### PROBLEM STATEMENT
Pick out each line in the data below that contains the word "leaf" and copy it.

==================================================

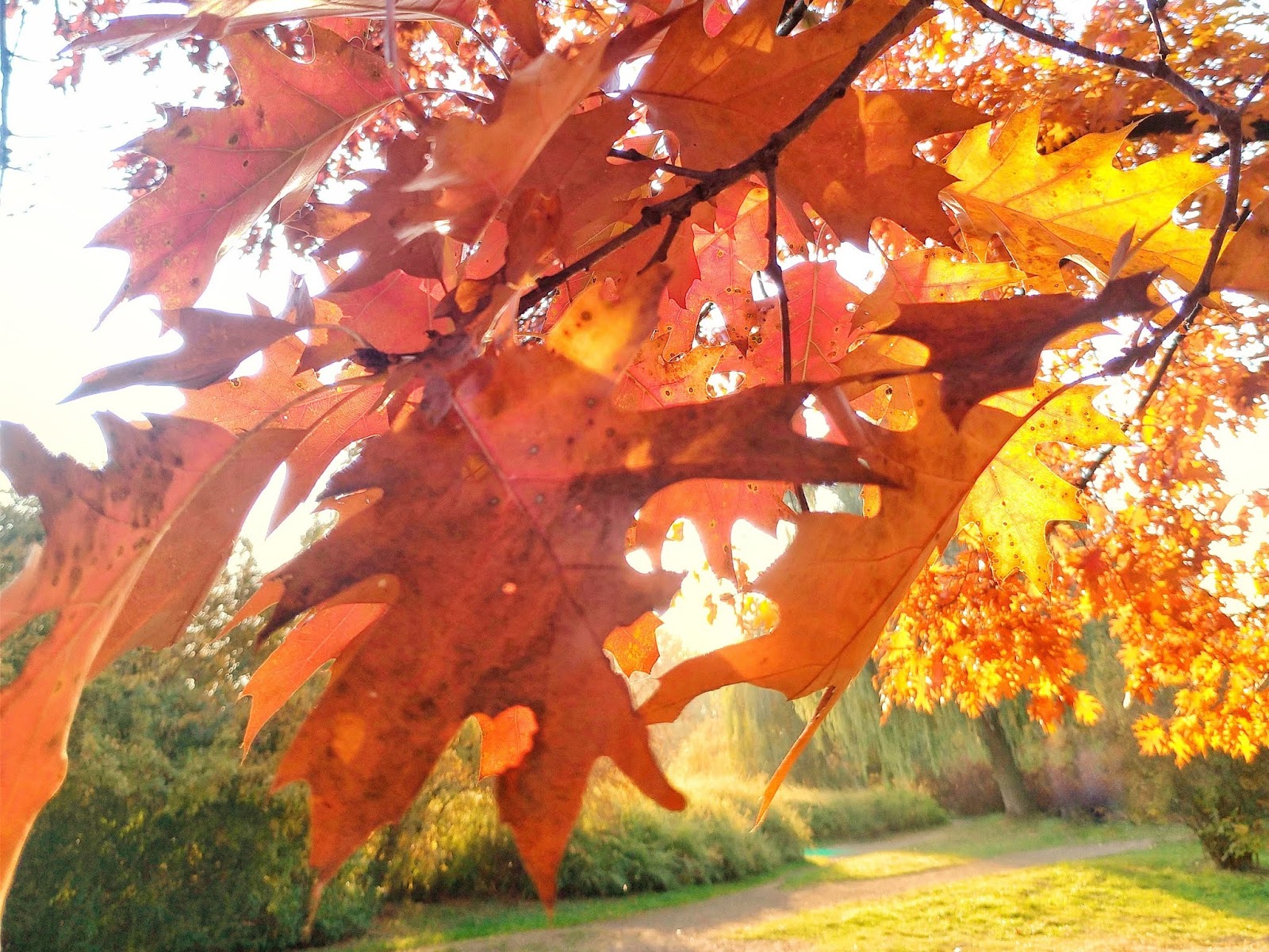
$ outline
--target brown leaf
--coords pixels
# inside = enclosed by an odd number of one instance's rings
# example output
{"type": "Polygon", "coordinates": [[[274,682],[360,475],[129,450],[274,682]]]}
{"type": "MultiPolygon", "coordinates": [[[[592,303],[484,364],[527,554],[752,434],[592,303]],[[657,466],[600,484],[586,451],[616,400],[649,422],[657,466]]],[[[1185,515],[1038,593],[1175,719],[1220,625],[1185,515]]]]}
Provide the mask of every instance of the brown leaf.
{"type": "Polygon", "coordinates": [[[225,314],[198,308],[165,314],[164,322],[180,330],[184,344],[179,350],[96,370],[85,376],[66,401],[138,383],[192,390],[211,387],[227,380],[237,365],[253,354],[299,330],[272,317],[225,314]]]}
{"type": "Polygon", "coordinates": [[[155,294],[164,308],[194,304],[221,248],[277,203],[303,198],[349,131],[396,98],[382,60],[313,29],[308,65],[264,37],[225,41],[242,100],[168,114],[128,148],[168,167],[94,243],[131,256],[115,303],[155,294]],[[227,158],[231,157],[231,161],[227,158]]]}
{"type": "Polygon", "coordinates": [[[614,627],[675,587],[626,565],[633,512],[694,477],[877,478],[854,450],[792,431],[803,387],[647,413],[613,407],[613,382],[655,325],[664,284],[657,269],[617,300],[589,289],[546,349],[481,360],[439,426],[414,415],[371,441],[327,492],[377,487],[382,499],[277,573],[286,595],[274,627],[360,579],[401,584],[278,772],[278,783],[310,783],[322,877],[406,809],[464,717],[523,705],[539,730],[504,775],[499,804],[549,904],[596,757],[664,805],[683,802],[602,652],[614,627]]]}
{"type": "Polygon", "coordinates": [[[901,304],[886,335],[930,349],[925,368],[943,374],[943,407],[953,422],[995,393],[1030,387],[1049,341],[1119,314],[1157,311],[1146,290],[1154,274],[1110,281],[1094,299],[1039,294],[1004,300],[901,304]]]}
{"type": "Polygon", "coordinates": [[[718,169],[755,152],[895,15],[888,0],[858,0],[777,37],[782,9],[783,0],[750,0],[714,38],[684,16],[643,67],[631,94],[647,104],[651,125],[678,137],[685,166],[718,169]]]}
{"type": "Polygon", "coordinates": [[[538,733],[538,719],[532,709],[514,705],[496,717],[475,715],[480,724],[480,776],[497,777],[524,763],[533,749],[533,735],[538,733]]]}
{"type": "Polygon", "coordinates": [[[782,196],[808,203],[840,238],[859,247],[868,246],[872,222],[882,217],[921,238],[944,240],[952,222],[939,189],[954,179],[920,158],[915,146],[982,120],[948,93],[851,90],[780,156],[782,196]]]}

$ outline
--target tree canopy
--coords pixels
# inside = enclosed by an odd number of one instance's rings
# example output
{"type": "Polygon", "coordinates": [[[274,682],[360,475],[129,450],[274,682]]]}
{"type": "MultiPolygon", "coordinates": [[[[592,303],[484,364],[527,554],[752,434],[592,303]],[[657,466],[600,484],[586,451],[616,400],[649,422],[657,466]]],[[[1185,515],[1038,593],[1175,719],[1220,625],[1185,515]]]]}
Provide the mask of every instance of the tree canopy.
{"type": "Polygon", "coordinates": [[[58,612],[0,698],[0,886],[85,681],[180,636],[283,463],[274,520],[320,488],[339,522],[240,616],[298,621],[245,688],[247,742],[334,662],[277,773],[308,785],[321,880],[475,715],[549,905],[598,758],[681,807],[650,725],[726,685],[820,692],[769,802],[878,639],[890,698],[1025,692],[1042,721],[1091,719],[1074,639],[1104,614],[1152,705],[1143,748],[1269,742],[1269,499],[1231,498],[1220,451],[1269,392],[1254,5],[117,13],[58,10],[60,81],[90,51],[175,42],[225,86],[127,147],[135,200],[96,238],[129,255],[117,302],[152,295],[183,345],[71,396],[187,402],[103,416],[100,470],[0,430],[47,535],[0,627],[58,612]],[[277,314],[201,308],[244,241],[326,262],[329,285],[277,314]],[[874,250],[876,281],[848,279],[846,246],[874,250]],[[812,510],[807,486],[841,483],[862,513],[812,510]],[[636,709],[678,518],[774,621],[636,709]],[[756,578],[740,520],[794,527],[756,578]]]}

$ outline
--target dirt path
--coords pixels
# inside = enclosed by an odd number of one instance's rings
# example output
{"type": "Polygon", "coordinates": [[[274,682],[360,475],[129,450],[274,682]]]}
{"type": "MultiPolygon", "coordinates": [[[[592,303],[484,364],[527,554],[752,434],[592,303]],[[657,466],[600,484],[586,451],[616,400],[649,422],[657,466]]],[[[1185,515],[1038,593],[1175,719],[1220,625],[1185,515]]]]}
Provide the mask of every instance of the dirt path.
{"type": "MultiPolygon", "coordinates": [[[[916,834],[919,837],[920,834],[916,834]]],[[[844,847],[838,856],[851,856],[876,849],[895,849],[900,844],[915,846],[916,837],[896,838],[882,843],[844,847]]],[[[919,840],[917,840],[919,842],[919,840]]],[[[593,925],[567,929],[525,932],[496,936],[447,946],[453,952],[799,952],[801,942],[744,942],[725,939],[722,933],[737,927],[755,925],[782,915],[850,901],[872,901],[905,892],[933,889],[973,876],[1049,866],[1076,859],[1148,849],[1150,839],[1124,839],[1114,843],[1080,843],[1047,849],[1009,853],[992,859],[977,859],[959,866],[888,876],[879,880],[821,882],[789,890],[779,882],[714,896],[700,903],[657,909],[593,925]]]]}

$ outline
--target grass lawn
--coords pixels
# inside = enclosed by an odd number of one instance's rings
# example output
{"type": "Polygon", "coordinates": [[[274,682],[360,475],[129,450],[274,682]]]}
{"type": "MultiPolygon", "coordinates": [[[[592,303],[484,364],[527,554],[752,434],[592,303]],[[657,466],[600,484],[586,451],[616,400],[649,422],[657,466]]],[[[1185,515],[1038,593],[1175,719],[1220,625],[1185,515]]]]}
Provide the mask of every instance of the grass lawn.
{"type": "Polygon", "coordinates": [[[810,866],[789,873],[784,884],[797,889],[815,882],[877,880],[1046,847],[1188,835],[1184,827],[1138,827],[1123,821],[1091,823],[1048,816],[1027,820],[1011,820],[1003,815],[980,816],[923,833],[919,846],[857,856],[834,856],[831,848],[812,849],[807,854],[810,866]]]}
{"type": "MultiPolygon", "coordinates": [[[[643,892],[612,899],[565,899],[556,904],[555,925],[585,925],[602,919],[617,919],[650,909],[698,903],[702,899],[749,889],[770,882],[789,870],[751,876],[733,882],[687,886],[669,892],[643,892]]],[[[329,946],[330,952],[392,952],[420,946],[439,946],[444,942],[472,939],[482,936],[501,936],[509,932],[529,932],[551,925],[537,900],[509,903],[473,900],[470,903],[405,903],[386,911],[371,928],[368,936],[329,946]]]]}
{"type": "Polygon", "coordinates": [[[817,952],[1269,948],[1269,876],[1225,872],[1193,842],[1165,842],[792,915],[732,937],[801,941],[817,952]]]}

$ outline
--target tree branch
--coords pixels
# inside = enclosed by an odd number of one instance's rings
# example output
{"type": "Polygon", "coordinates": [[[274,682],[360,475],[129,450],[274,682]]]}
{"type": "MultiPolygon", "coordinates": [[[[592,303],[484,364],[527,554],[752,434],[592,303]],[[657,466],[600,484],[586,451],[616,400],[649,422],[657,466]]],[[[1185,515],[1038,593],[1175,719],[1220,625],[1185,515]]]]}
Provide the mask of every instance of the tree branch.
{"type": "Polygon", "coordinates": [[[909,0],[907,4],[904,5],[904,8],[900,9],[884,27],[877,30],[872,39],[859,47],[854,57],[838,75],[838,77],[829,84],[829,86],[820,93],[820,95],[811,100],[806,109],[798,113],[797,117],[794,117],[784,128],[774,132],[761,148],[735,165],[725,169],[717,169],[712,172],[706,172],[706,177],[698,181],[684,194],[666,199],[665,202],[657,202],[647,205],[640,215],[640,221],[634,226],[622,232],[615,238],[604,242],[589,255],[577,259],[555,274],[539,279],[537,288],[527,293],[520,299],[520,311],[523,312],[533,307],[570,278],[590,269],[598,261],[603,260],[624,245],[628,245],[648,228],[660,224],[666,218],[678,217],[687,219],[688,215],[692,214],[692,209],[699,203],[708,202],[728,186],[749,175],[753,175],[754,172],[765,171],[793,139],[811,128],[811,124],[819,119],[830,105],[846,95],[850,85],[859,77],[868,65],[881,56],[882,51],[884,51],[891,43],[904,35],[916,18],[920,16],[933,3],[934,0],[909,0]]]}
{"type": "MultiPolygon", "coordinates": [[[[775,166],[779,156],[772,160],[766,169],[766,275],[775,285],[775,297],[780,302],[780,368],[784,383],[793,383],[793,331],[789,318],[789,292],[784,286],[784,269],[780,267],[779,259],[779,196],[775,191],[775,166]]],[[[806,489],[801,483],[793,483],[793,494],[797,497],[798,508],[802,512],[811,511],[811,502],[806,498],[806,489]]]]}
{"type": "Polygon", "coordinates": [[[1160,82],[1166,82],[1192,101],[1198,109],[1216,118],[1216,120],[1222,124],[1222,131],[1228,118],[1235,115],[1235,110],[1212,100],[1203,90],[1164,62],[1162,58],[1155,60],[1154,62],[1146,62],[1145,60],[1134,60],[1131,56],[1123,56],[1121,53],[1103,53],[1100,49],[1086,47],[1074,39],[1062,39],[1061,37],[1055,37],[1049,33],[1036,29],[1034,27],[1019,23],[1013,16],[1008,16],[991,6],[987,6],[983,0],[964,0],[964,4],[985,20],[991,20],[996,25],[1004,27],[1010,33],[1016,33],[1019,37],[1025,37],[1034,43],[1041,43],[1042,46],[1047,46],[1053,49],[1061,49],[1071,56],[1091,60],[1093,62],[1101,63],[1103,66],[1113,66],[1118,70],[1137,72],[1142,76],[1156,79],[1160,82]]]}
{"type": "Polygon", "coordinates": [[[708,179],[713,175],[713,172],[706,172],[700,169],[688,169],[683,165],[674,165],[674,162],[662,162],[660,158],[652,158],[652,156],[636,152],[633,148],[610,148],[608,150],[608,155],[613,158],[624,158],[627,162],[652,162],[662,172],[685,175],[689,179],[708,179]]]}
{"type": "Polygon", "coordinates": [[[1159,44],[1159,58],[1166,60],[1167,55],[1173,52],[1167,47],[1167,41],[1164,38],[1164,24],[1160,20],[1160,14],[1164,10],[1164,3],[1166,0],[1146,0],[1146,10],[1150,13],[1150,22],[1155,27],[1155,42],[1159,44]]]}

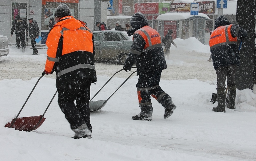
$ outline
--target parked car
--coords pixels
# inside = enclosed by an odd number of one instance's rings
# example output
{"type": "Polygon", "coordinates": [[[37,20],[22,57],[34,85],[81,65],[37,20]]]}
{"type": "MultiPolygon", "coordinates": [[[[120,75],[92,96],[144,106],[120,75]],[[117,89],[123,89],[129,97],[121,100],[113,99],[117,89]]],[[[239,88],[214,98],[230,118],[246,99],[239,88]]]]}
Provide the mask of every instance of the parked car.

==================================================

### RESPONSE
--target brown leaf
Provide the mask of every instance of the brown leaf.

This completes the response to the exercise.